Requirements
Reproduce the listing from its first line through the line that contains "[1, 0], [0, 33]]", including that line, and leave the pictures out.

Data shown
* START *

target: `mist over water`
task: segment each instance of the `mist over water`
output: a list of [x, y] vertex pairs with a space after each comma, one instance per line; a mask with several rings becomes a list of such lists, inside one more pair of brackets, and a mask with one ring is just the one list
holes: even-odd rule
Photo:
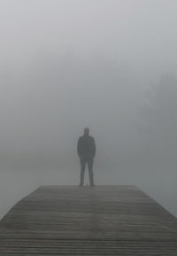
[[[40, 185], [135, 185], [177, 215], [176, 1], [0, 3], [0, 218]], [[88, 183], [86, 172], [86, 184]]]

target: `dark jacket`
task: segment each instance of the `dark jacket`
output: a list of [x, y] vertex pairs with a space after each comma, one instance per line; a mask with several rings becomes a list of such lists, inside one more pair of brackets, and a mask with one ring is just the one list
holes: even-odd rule
[[78, 140], [77, 151], [79, 157], [81, 156], [92, 156], [96, 155], [96, 144], [92, 136], [84, 135]]

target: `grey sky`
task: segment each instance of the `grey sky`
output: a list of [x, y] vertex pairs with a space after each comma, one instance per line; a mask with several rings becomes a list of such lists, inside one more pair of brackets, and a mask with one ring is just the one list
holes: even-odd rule
[[1, 182], [77, 183], [89, 127], [97, 183], [137, 185], [177, 213], [177, 2], [1, 0], [0, 33]]

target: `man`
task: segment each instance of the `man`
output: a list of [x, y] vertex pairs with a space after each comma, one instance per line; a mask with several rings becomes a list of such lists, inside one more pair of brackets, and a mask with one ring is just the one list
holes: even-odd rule
[[80, 186], [84, 184], [84, 173], [86, 164], [88, 164], [88, 169], [89, 174], [89, 183], [90, 186], [94, 186], [94, 176], [93, 176], [93, 160], [96, 155], [96, 144], [92, 136], [89, 136], [89, 128], [84, 128], [84, 134], [78, 140], [77, 151], [80, 157], [81, 162], [81, 180]]

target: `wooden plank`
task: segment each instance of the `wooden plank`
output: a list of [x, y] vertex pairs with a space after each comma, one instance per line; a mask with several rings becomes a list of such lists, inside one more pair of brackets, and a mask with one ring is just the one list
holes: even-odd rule
[[177, 219], [134, 186], [42, 186], [0, 221], [0, 255], [177, 255]]

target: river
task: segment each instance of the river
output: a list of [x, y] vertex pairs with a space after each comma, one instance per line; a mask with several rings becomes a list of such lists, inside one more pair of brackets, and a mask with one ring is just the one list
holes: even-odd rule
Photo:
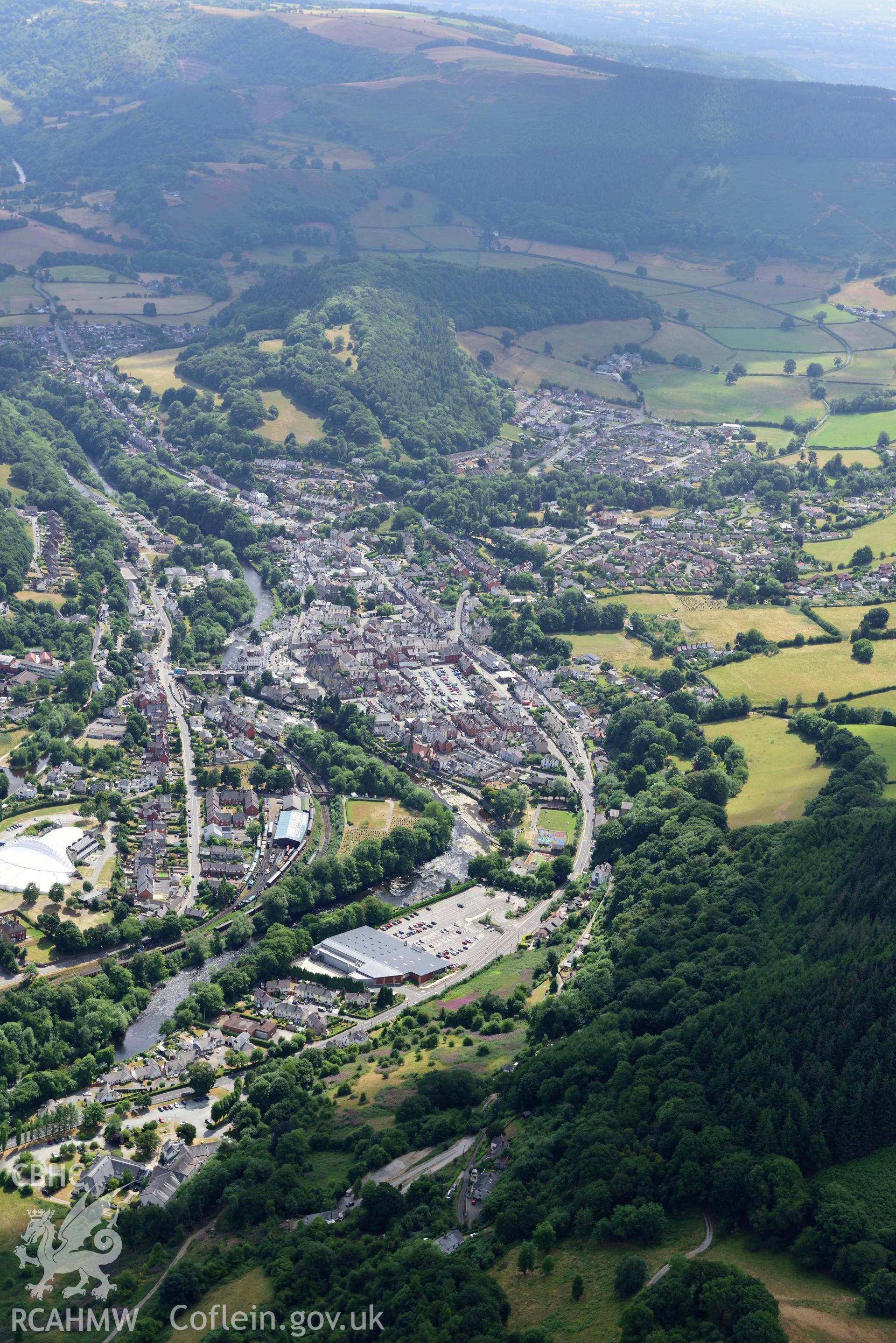
[[153, 1045], [157, 1045], [161, 1039], [163, 1021], [173, 1017], [175, 1009], [189, 992], [189, 986], [203, 979], [211, 979], [214, 970], [230, 964], [240, 955], [240, 951], [222, 951], [219, 956], [210, 956], [203, 966], [189, 966], [188, 970], [180, 970], [171, 979], [167, 979], [152, 995], [149, 1006], [125, 1031], [125, 1038], [116, 1048], [116, 1058], [133, 1058], [134, 1054], [145, 1054]]
[[228, 643], [224, 649], [220, 659], [220, 665], [224, 670], [236, 666], [236, 659], [239, 658], [242, 649], [246, 647], [246, 641], [240, 635], [247, 630], [258, 630], [274, 610], [273, 594], [270, 588], [265, 587], [262, 583], [258, 569], [254, 569], [251, 564], [243, 564], [242, 569], [246, 587], [255, 598], [255, 614], [249, 624], [240, 626], [236, 631], [234, 642]]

* END *

Exercise output
target: `mist over water`
task: segment each instance of the `mist over water`
output: a list of [x, y] vertex pairs with a space after each comma, one instance per line; a mask with several rings becomes a list of such lists, inside one more pair of brackets, and a mask with one ring is just the one list
holes: even-odd rule
Photo:
[[[40, 185], [135, 185], [177, 215], [176, 1], [0, 3], [0, 218]], [[88, 183], [86, 172], [86, 184]]]

target: `dark jacket`
task: segment each instance of the `dark jacket`
output: a list of [x, y] vertex pairs with a space after each comma, one instance per line; a mask with several rings becomes a list of such lists, inside one more pair of brackets, and a mask with one ring is just the one list
holes: even-odd rule
[[78, 140], [77, 151], [79, 157], [81, 156], [92, 156], [96, 155], [96, 144], [92, 136], [84, 135]]

target: `grey sky`
task: segment each instance of the `grey sky`
output: a list of [x, y] vertex pairs with a space after each comma, one instance per line; a mask with several rings becomes a list of such lists, inside one more pair of brackets, and a mask with one ring is just the one list
holes: even-odd rule
[[1, 182], [77, 183], [89, 127], [97, 183], [137, 185], [177, 213], [177, 2], [1, 0], [0, 33]]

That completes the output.